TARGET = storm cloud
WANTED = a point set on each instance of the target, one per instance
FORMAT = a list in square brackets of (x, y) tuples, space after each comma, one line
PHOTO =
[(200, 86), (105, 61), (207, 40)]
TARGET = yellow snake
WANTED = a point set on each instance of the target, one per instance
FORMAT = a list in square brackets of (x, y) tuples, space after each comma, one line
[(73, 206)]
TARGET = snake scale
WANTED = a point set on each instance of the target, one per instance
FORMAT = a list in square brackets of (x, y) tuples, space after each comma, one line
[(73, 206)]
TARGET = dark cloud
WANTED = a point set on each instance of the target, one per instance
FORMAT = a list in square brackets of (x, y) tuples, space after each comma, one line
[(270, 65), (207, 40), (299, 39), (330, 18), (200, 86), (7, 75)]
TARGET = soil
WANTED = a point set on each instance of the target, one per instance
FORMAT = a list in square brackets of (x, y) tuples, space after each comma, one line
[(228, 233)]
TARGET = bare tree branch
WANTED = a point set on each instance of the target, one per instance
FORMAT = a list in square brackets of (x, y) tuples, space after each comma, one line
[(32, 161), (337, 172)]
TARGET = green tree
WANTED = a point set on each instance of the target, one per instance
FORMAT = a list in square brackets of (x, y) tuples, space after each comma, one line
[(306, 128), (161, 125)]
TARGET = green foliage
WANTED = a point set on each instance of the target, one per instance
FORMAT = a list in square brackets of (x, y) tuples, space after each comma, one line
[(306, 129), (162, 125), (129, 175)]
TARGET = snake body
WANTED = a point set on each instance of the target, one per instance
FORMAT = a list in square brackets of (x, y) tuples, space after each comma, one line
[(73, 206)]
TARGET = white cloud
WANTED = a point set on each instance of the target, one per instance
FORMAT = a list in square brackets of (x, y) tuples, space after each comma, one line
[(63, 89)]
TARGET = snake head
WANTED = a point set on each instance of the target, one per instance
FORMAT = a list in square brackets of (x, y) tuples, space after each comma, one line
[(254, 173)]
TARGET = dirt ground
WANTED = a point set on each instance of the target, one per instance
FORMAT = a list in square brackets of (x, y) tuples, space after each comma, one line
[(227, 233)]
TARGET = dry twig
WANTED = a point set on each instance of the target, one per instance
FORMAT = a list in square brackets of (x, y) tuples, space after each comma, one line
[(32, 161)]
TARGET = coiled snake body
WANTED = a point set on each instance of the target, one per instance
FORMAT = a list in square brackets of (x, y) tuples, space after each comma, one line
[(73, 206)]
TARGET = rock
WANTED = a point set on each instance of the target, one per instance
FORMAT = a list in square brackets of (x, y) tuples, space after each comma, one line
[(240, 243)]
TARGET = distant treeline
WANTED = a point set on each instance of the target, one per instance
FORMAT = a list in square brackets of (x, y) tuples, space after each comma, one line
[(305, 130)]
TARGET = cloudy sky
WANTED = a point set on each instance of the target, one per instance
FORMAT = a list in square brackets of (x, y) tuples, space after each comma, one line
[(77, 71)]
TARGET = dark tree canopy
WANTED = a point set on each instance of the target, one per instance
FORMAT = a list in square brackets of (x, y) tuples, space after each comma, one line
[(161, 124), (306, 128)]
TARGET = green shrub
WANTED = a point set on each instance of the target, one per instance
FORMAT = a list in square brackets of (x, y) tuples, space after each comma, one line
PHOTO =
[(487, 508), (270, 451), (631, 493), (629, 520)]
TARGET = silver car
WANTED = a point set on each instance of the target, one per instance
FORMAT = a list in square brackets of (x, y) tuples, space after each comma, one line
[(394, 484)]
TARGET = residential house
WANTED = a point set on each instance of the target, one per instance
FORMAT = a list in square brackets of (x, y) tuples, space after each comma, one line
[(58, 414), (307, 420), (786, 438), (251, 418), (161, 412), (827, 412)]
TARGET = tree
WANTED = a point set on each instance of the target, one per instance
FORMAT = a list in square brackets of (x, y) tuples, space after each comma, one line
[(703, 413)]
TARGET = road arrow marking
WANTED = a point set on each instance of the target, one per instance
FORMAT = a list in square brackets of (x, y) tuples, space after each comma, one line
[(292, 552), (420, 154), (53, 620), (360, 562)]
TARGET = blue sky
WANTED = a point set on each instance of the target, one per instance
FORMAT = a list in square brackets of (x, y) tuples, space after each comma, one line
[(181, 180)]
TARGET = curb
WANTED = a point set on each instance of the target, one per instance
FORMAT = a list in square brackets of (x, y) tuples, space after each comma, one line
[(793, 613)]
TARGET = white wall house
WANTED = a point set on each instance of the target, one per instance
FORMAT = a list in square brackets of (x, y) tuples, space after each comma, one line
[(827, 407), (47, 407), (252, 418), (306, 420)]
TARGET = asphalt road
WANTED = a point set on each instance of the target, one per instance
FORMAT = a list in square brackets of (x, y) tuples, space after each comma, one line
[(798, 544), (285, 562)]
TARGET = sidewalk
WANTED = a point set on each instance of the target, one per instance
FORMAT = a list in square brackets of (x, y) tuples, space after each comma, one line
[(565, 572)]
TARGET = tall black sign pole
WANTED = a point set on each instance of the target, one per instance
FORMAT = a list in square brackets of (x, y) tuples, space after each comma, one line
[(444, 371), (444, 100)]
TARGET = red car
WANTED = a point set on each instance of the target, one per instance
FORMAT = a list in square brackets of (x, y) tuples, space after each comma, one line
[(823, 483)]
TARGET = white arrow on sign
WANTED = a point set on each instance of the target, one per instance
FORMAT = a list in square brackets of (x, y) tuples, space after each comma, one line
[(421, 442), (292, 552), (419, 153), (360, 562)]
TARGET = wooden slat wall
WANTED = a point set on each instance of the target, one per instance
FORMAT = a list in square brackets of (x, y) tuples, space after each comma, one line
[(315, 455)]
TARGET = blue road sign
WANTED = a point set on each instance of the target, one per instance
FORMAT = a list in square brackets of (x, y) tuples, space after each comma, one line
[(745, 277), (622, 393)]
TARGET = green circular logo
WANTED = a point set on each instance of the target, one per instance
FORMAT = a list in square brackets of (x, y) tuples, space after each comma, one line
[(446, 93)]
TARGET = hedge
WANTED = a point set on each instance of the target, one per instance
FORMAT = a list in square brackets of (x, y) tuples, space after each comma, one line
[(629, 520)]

Given exercise:
Could you reproduce the material from its first line up to and including the line with "[(200, 86), (105, 61), (207, 40)]", keeping every line, and add 4 to each coordinate in the answers?

Exercise solution:
TARGET = storm cloud
WANTED = a point set on each instance of the target, one per instance
FORMAT = a list in square brackets of (x, y) tuples, space after each comma, one line
PHOTO =
[(204, 90), (109, 65), (211, 44)]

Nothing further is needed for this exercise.